» **What to do**: Return each line of the records holding the string "rough".

··· Exercise materials

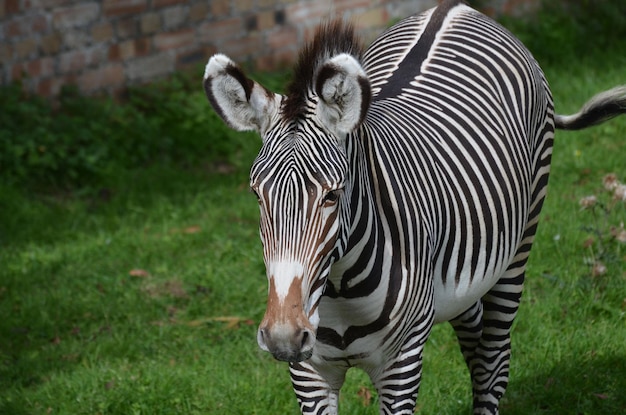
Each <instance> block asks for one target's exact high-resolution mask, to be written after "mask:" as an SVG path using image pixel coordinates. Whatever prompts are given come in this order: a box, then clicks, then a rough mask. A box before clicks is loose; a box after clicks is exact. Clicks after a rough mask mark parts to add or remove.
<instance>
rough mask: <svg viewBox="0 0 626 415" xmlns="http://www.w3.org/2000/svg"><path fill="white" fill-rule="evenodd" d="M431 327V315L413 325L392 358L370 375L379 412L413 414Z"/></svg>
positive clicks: (421, 375)
mask: <svg viewBox="0 0 626 415" xmlns="http://www.w3.org/2000/svg"><path fill="white" fill-rule="evenodd" d="M431 328H432V318H431V319H429V320H428V323H426V324H425V325H423V326H421V327H416V328H415V329H414V330H413V331H412V332H411V333H410V334H409V336H408V339H407V341H406V342H405V344H404V346H403V347H402V350H401V351H400V353H399V354H398V355H397V356H396V358H395V359H393V360H391V361H390V362H389V363H388V364H387V366H386V367H385V369H384V370H382V371H380V372H379V373H375V374H372V373H370V377H371V379H372V382H373V383H374V386H375V387H376V390H377V391H378V400H379V404H380V413H381V414H394V415H397V414H413V413H414V411H415V403H416V401H417V393H418V391H419V387H420V383H421V380H422V352H423V350H424V344H425V343H426V340H427V339H428V335H429V334H430V329H431Z"/></svg>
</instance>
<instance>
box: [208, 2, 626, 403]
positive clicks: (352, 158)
mask: <svg viewBox="0 0 626 415" xmlns="http://www.w3.org/2000/svg"><path fill="white" fill-rule="evenodd" d="M203 87H204V90H205V93H206V95H207V98H208V100H209V102H210V104H211V106H212V107H213V108H214V110H215V111H216V112H217V114H218V115H219V116H221V118H222V119H223V120H224V121H225V122H226V123H227V124H228V125H229V126H231V127H232V128H234V129H236V130H240V131H245V130H252V131H256V132H258V133H259V135H260V136H261V139H262V146H261V149H260V151H259V154H258V156H257V158H256V160H255V161H254V163H253V165H252V167H251V171H250V189H251V191H252V192H253V193H254V194H255V196H256V198H257V199H258V204H259V208H260V226H259V228H260V237H261V241H262V244H263V258H264V262H265V266H266V274H267V278H268V285H269V287H268V299H267V309H266V312H265V315H264V317H263V319H262V321H261V323H260V325H259V329H258V332H257V341H258V344H259V346H260V348H261V349H263V350H266V351H269V352H270V353H271V354H272V355H273V356H274V357H275V358H276V359H278V360H281V361H287V362H289V370H290V375H291V380H292V384H293V388H294V391H295V394H296V397H297V399H298V403H299V407H300V410H301V412H302V413H303V414H305V413H306V414H335V413H337V411H338V394H339V390H340V388H341V386H342V384H343V382H344V379H345V374H346V371H347V370H348V369H349V368H351V367H359V368H361V369H363V370H364V371H365V372H366V373H367V374H368V375H369V377H370V378H371V380H372V382H373V385H374V386H375V387H376V389H377V392H378V397H379V406H380V412H381V413H385V414H410V413H413V411H414V409H415V405H416V400H417V394H418V389H419V386H420V382H421V372H422V351H423V348H424V344H425V342H426V340H427V339H428V336H429V333H430V331H431V328H432V327H433V325H434V324H435V323H441V322H446V321H447V322H450V323H451V325H452V327H453V328H454V330H455V332H456V335H457V337H458V341H459V343H460V348H461V352H462V354H463V356H464V359H465V361H466V363H467V366H468V369H469V372H470V376H471V380H472V390H473V410H474V413H475V414H497V413H498V411H499V410H498V405H499V401H500V399H501V398H502V396H503V394H504V392H505V389H506V387H507V384H508V378H509V362H510V353H511V343H510V332H511V325H512V323H513V319H514V318H515V315H516V312H517V310H518V306H519V303H520V297H521V293H522V287H523V282H524V274H525V268H526V263H527V260H528V257H529V254H530V250H531V247H532V244H533V239H534V236H535V232H536V230H537V225H538V219H539V213H540V211H541V207H542V204H543V201H544V198H545V196H546V187H547V183H548V175H549V171H550V159H551V154H552V145H553V139H554V130H555V128H558V129H581V128H585V127H588V126H590V125H593V124H597V123H600V122H603V121H605V120H607V119H609V118H612V117H614V116H617V115H619V114H622V113H625V112H626V86H621V87H616V88H614V89H612V90H609V91H605V92H603V93H601V94H598V95H596V96H594V97H593V98H591V99H590V100H589V101H588V102H587V104H585V105H584V106H583V107H582V109H581V110H580V112H579V113H577V114H574V115H569V116H563V115H555V113H554V107H553V100H552V96H551V93H550V89H549V87H548V84H547V81H546V79H545V77H544V74H543V72H542V70H541V69H540V67H539V65H538V64H537V62H536V61H535V60H534V59H533V57H532V56H531V54H530V52H529V51H528V50H526V48H525V47H524V46H523V45H522V44H521V42H520V41H519V40H517V39H516V38H514V37H513V35H511V34H510V33H509V32H508V31H507V30H506V29H504V28H502V27H501V26H499V25H498V24H497V23H496V22H494V21H493V20H491V19H490V18H488V17H486V16H484V15H483V14H481V13H479V12H477V11H475V10H473V9H471V8H470V7H469V6H467V5H466V4H464V3H463V2H462V1H459V0H444V1H443V2H441V3H440V5H439V6H438V7H436V8H433V9H430V10H428V11H426V12H423V13H420V14H416V15H413V16H410V17H407V18H406V19H404V20H402V21H400V22H398V23H397V24H395V25H394V26H392V27H390V28H389V29H387V30H386V31H385V32H383V33H382V34H381V35H380V36H379V37H378V38H377V39H376V40H375V41H374V42H373V43H372V44H371V45H370V46H369V48H367V50H364V49H363V48H362V46H361V44H360V42H359V39H358V38H357V36H356V35H355V30H354V27H353V25H352V24H350V23H347V22H345V21H343V20H342V19H335V20H328V21H326V22H324V23H322V24H321V25H320V27H319V29H318V31H317V32H316V34H315V36H314V38H313V40H312V41H311V42H310V43H308V44H307V45H305V47H304V48H303V49H302V50H301V52H300V56H299V60H298V62H297V63H296V66H295V69H294V74H293V79H292V81H291V83H290V84H289V86H288V87H287V90H286V93H285V94H284V95H283V94H278V93H274V92H271V91H269V90H268V89H266V88H264V87H263V86H261V85H260V84H258V83H257V82H255V81H253V80H251V79H250V78H248V77H247V75H246V74H245V73H244V72H243V71H242V69H241V68H240V67H239V66H237V64H236V63H234V62H233V61H232V60H231V59H230V58H228V57H227V56H226V55H223V54H220V53H218V54H216V55H214V56H212V57H211V58H210V60H209V62H208V64H207V66H206V68H205V73H204V78H203Z"/></svg>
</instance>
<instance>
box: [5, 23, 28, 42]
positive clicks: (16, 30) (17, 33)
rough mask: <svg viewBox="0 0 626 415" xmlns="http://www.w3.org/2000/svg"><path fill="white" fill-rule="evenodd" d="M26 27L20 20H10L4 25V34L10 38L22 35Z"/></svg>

······

» **Answer for this exercise**:
Each <instance> block asks for one target's exact high-resolution mask, to be written after "mask:" as an SVG path using image pixel coordinates. Whatever prompts are given come in this order: a box, then clicks, then a rough mask. A box before clicks is loose; a box after clicks is exact. Clicks after a rough mask mark parts to add or remove.
rough mask: <svg viewBox="0 0 626 415" xmlns="http://www.w3.org/2000/svg"><path fill="white" fill-rule="evenodd" d="M431 327V315L413 325L392 358L370 375L379 412L413 414Z"/></svg>
rough mask: <svg viewBox="0 0 626 415" xmlns="http://www.w3.org/2000/svg"><path fill="white" fill-rule="evenodd" d="M26 27L20 20H10L4 25V34L10 38L22 35Z"/></svg>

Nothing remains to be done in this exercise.